What this task involves:
Rewrite every line of the material below as a numbered list, omitting any blank lines.

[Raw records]
▼
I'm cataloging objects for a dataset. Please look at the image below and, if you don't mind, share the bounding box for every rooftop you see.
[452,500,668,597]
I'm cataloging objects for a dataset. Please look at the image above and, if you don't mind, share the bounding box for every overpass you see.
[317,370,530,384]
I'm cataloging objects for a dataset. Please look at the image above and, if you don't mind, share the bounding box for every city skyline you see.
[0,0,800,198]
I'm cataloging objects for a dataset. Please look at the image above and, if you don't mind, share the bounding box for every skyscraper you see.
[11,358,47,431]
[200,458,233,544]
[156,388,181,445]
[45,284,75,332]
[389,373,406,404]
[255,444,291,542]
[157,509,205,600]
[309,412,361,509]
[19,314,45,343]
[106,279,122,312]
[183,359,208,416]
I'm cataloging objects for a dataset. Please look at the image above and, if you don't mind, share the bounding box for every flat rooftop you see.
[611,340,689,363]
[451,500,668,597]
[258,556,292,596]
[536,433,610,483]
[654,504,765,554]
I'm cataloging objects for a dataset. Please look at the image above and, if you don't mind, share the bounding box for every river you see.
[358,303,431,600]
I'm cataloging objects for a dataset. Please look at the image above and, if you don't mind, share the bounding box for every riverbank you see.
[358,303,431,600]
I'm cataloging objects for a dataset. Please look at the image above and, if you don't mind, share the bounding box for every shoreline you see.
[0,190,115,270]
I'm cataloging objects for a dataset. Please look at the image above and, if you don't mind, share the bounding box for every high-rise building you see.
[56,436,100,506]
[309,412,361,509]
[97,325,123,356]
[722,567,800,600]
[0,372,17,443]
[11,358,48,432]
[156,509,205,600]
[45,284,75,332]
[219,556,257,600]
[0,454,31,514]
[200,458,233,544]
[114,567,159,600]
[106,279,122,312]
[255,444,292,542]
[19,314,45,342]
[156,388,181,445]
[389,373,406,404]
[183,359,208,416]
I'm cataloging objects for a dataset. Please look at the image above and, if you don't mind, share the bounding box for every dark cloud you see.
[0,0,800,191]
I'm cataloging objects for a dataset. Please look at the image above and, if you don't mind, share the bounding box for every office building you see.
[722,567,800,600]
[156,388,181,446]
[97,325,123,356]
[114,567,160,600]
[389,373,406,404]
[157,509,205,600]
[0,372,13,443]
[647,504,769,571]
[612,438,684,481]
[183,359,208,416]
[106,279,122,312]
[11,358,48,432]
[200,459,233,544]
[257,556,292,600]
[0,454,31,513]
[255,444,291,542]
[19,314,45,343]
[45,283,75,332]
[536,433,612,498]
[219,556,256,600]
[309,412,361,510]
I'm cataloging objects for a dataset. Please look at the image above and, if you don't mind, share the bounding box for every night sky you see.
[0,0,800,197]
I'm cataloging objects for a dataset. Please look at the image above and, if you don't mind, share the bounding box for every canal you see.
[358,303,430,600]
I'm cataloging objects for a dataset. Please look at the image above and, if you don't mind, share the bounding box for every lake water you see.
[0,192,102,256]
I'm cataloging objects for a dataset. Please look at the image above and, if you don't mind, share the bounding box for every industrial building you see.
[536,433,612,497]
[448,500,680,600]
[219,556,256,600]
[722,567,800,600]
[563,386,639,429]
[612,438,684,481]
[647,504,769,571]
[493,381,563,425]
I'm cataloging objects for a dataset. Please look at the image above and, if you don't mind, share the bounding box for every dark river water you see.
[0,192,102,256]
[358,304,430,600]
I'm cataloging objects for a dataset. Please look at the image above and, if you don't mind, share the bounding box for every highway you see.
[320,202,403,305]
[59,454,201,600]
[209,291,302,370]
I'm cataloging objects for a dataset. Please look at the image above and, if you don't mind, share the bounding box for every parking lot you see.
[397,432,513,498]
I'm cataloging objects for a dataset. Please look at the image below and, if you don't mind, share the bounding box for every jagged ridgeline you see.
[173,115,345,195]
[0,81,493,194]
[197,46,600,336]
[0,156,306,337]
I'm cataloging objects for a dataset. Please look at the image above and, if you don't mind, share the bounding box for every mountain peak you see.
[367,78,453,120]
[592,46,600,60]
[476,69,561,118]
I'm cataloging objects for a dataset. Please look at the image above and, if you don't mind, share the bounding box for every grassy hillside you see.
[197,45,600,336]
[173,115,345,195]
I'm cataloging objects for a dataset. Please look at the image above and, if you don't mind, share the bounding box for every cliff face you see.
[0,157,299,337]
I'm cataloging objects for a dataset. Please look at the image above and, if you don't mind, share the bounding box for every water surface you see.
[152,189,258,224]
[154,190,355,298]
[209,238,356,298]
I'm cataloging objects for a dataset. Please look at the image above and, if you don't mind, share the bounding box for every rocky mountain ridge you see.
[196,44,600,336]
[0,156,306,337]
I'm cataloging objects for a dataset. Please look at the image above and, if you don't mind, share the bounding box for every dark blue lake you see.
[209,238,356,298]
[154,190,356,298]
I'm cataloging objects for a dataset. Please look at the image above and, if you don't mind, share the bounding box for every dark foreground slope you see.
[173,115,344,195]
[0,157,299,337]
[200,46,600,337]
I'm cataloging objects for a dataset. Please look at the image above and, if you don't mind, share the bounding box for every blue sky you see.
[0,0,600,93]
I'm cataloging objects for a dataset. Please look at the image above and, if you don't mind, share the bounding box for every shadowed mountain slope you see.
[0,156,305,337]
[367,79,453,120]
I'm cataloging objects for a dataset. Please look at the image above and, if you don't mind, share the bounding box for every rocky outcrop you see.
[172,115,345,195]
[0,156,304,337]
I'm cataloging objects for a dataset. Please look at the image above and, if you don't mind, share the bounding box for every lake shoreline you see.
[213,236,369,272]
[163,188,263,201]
▲
Completed task:
1. I'm cataloging objects for a dataset. Please look at the image below and, if you don't mind, share the bounding box for every rooftop you see.
2. [452,500,668,597]
3. I'm cataloging objects for a dataset. Please look at the image above and, if you don't mind, share the bounding box for every overpass you see.
4. [317,370,530,384]
5. I'm cataloging objects for a dataset. Please look at the image above and, if you don't mind, share the bounding box for every city skyline you see.
6. [0,0,800,198]
7. I'm cataloging objects for a dataset. Please look at the image above and, if you don't mind, share the bounding box for every skyscraper you see.
8. [11,358,47,431]
9. [200,458,233,544]
10. [156,388,181,445]
11. [45,284,75,332]
12. [389,373,406,404]
13. [255,444,291,542]
14. [157,509,205,600]
15. [309,412,361,509]
16. [19,314,45,343]
17. [106,279,122,312]
18. [183,359,208,416]
19. I'm cataloging objects for a dataset. Please look at the image above and, if you don't mind, share the bounding box for every flat rooftop you see.
20. [611,340,689,363]
21. [451,500,668,597]
22. [258,556,292,596]
23. [536,433,610,483]
24. [654,504,765,554]
25. I'm cataloging objects for a dataset. Please look at the image above and, if you don't mind, share the bounding box for every river you see.
26. [358,303,431,600]
27. I'm cataloging objects for a dataset. Please look at the image above and, if you don't mind, share the bounding box for every riverbank you see.
28. [358,303,431,600]
29. I'm cataloging objects for a dataset. Please look at the image above and, if you don't mind, share the bounding box for every shoreline you see.
30. [0,190,115,270]
31. I'm cataloging objects for a dataset. Please look at the image above and, if you don't mind, share the bounding box for every high-rise building you see.
32. [56,436,100,506]
33. [309,412,361,509]
34. [97,325,123,356]
35. [722,567,800,600]
36. [0,372,17,443]
37. [11,358,48,432]
38. [156,509,205,600]
39. [45,284,75,332]
40. [219,556,257,600]
41. [0,454,31,514]
42. [200,458,233,544]
43. [114,567,159,600]
44. [106,279,122,312]
45. [255,444,292,542]
46. [19,314,45,342]
47. [156,388,181,445]
48. [389,373,406,404]
49. [183,359,208,416]
50. I'm cataloging objects for a dataset. Please look at the image above and, if you don't mind, share the bounding box for every dark cloud you see.
51. [0,0,800,191]
52. I'm cataloging objects for a dataset. Please look at the image above and, if you don't mind, share the bounding box for every office building you see.
53. [722,567,800,600]
54. [156,388,181,446]
55. [97,325,123,356]
56. [114,567,160,600]
57. [389,373,406,404]
58. [157,509,205,600]
59. [0,372,13,443]
60. [647,504,769,571]
61. [612,438,684,481]
62. [183,359,208,416]
63. [106,279,122,312]
64. [11,358,48,432]
65. [200,459,233,544]
66. [257,556,292,600]
67. [0,454,31,513]
68. [255,444,291,542]
69. [19,314,45,343]
70. [45,283,75,332]
71. [536,433,612,498]
72. [219,556,256,600]
73. [309,412,361,510]
74. I'm cataloging objects for a dataset. Please look at the image above and, if you don't mind, share the bounding box for every night sky you see.
75. [0,0,800,197]
76. I'm cataloging objects for a dataset. Please look at the image above and, if you don't mind, share the bounding box for every canal you see.
77. [358,303,430,600]
78. I'm cataloging objects for a dataset. Please look at the image above and, if you don't mind, share the bounding box for every lake water you see.
79. [0,192,102,256]
80. I'm cataloging objects for a dataset. Please look at the image above and, if you don't mind, share the bounding box for every industrial building you see.
81. [536,433,612,497]
82. [448,500,680,600]
83. [219,556,256,600]
84. [722,567,800,600]
85. [563,386,639,429]
86. [612,438,684,481]
87. [647,504,769,571]
88. [493,381,563,425]
89. I'm cataloging objects for a dataset. Please look at the image above and, if you don't mind, share the bounding box for every dark river water you see.
90. [0,192,102,256]
91. [358,304,430,600]
92. I'm cataloging objects for a dataset. Please look at the image above and, if you don't mind, share the bounding box for every highway you see.
93. [320,202,403,305]
94. [59,454,201,600]
95. [209,291,302,370]
96. I'm cataloging objects for a dataset. Please look at the image above and, if you don't mind, share the bounding box for every parking lot you see.
97. [397,432,513,498]
98. I'm cataloging objects for a dataset. Please look at the image below and, if you don't mind, share the bounding box for every jagged ridgeline you see.
99. [173,115,345,195]
100. [0,81,493,194]
101. [197,46,600,336]
102. [0,156,306,337]
103. I'm cataloging objects for a dataset. Please look at the image above and, if you don't mind, share the bounding box for every mountain peak you see.
104. [367,78,453,120]
105. [592,46,600,60]
106. [476,69,561,118]
107. I'm cataloging objects for a dataset. Please look at the image above and, if you don't mind, share the bounding box for every grassy hillside you see.
108. [197,45,600,336]
109. [173,115,345,195]
110. I'm cataloging objects for a dataset. Please look at the image above and, if you don't mind, share the bounding box for every cliff face you see.
111. [0,157,299,337]
112. I'm cataloging objects for a dataset. Please look at the image above and, if you don't mind, share the bounding box for every water surface you see.
113. [152,189,258,224]
114. [154,190,355,298]
115. [209,238,356,298]
116. I'm cataloging objects for a dataset. Please look at the image above and, if you don't mind, share the bounding box for every rocky mountain ridge you see.
117. [196,44,600,336]
118. [0,156,306,337]
119. I'm cataloging objects for a dataset. Please look at the image above and, if you don't mind, share the bounding box for every dark blue lake you see.
120. [209,238,356,298]
121. [154,190,356,298]
122. I'm cataloging objects for a dataset. Please look at the image above and, if you don't mind, share the bounding box for every dark foreground slope you see.
123. [173,115,344,195]
124. [0,157,299,337]
125. [200,46,600,337]
126. I'm cataloging objects for a dataset. Please look at the image above and, if you don't mind, share the bounding box for every blue sky you see.
127. [0,0,600,93]
128. I'm cataloging objects for a dataset. Please look at the image above and, if you don't mind, share the bounding box for every shadowed mountain slope you see.
129. [0,156,305,337]
130. [367,79,453,120]
131. I'm cataloging objects for a dataset. Please look at the image above and, if you don't mind, share the bounding box for every rocky outcrop you see.
132. [172,115,345,195]
133. [0,156,304,337]
134. I'm cataloging objects for a dataset. Please look at the image above and, if you don't mind, share the bounding box for every lake shoreline you see.
135. [213,236,369,272]
136. [163,188,263,201]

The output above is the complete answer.